Task statement:
Lines in which "each" appears should be pulled from the data below.

━━━ Provided entries ━━━

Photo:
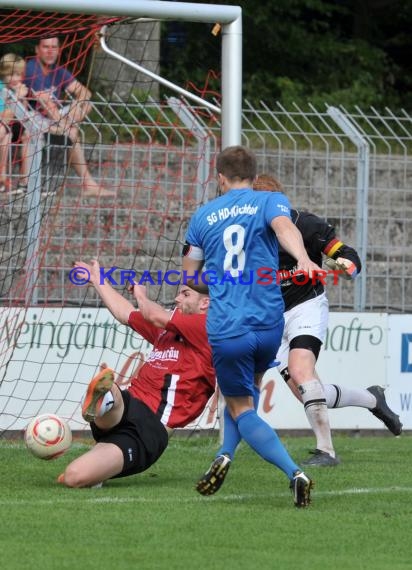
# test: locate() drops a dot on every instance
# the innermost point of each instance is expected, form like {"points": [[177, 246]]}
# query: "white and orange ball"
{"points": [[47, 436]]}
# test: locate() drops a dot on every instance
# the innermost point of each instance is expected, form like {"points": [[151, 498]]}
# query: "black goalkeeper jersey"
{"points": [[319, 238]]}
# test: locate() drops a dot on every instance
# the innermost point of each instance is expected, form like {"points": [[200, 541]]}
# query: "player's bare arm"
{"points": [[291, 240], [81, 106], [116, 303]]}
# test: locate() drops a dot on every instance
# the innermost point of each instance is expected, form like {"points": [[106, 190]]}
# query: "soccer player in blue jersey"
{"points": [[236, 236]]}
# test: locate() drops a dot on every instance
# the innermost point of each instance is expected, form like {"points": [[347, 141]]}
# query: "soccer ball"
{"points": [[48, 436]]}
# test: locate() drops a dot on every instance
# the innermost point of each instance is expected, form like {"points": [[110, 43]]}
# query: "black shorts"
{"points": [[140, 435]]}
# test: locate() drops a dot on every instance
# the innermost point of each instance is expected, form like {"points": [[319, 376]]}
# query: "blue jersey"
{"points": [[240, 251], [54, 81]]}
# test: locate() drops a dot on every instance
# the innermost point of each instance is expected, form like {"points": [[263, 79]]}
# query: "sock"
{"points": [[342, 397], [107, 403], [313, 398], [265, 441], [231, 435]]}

━━━

Answer box:
# the innermost point of each instance is expected, form like {"points": [[177, 246]]}
# the innermost point of each instance is expected, form like {"points": [[151, 498]]}
# the innermost point of each instance is expected, form like {"points": [[200, 541]]}
# the innermost point of each instance is expected, form like {"points": [[106, 190]]}
# the innermost point of each instance is expected, form like {"points": [[347, 141]]}
# the innermost point of each instance is expected, form like {"points": [[110, 43]]}
# the innermost point of each instance is expected, form like {"points": [[319, 376]]}
# the innermost point of each instance is expected, form like {"points": [[263, 79]]}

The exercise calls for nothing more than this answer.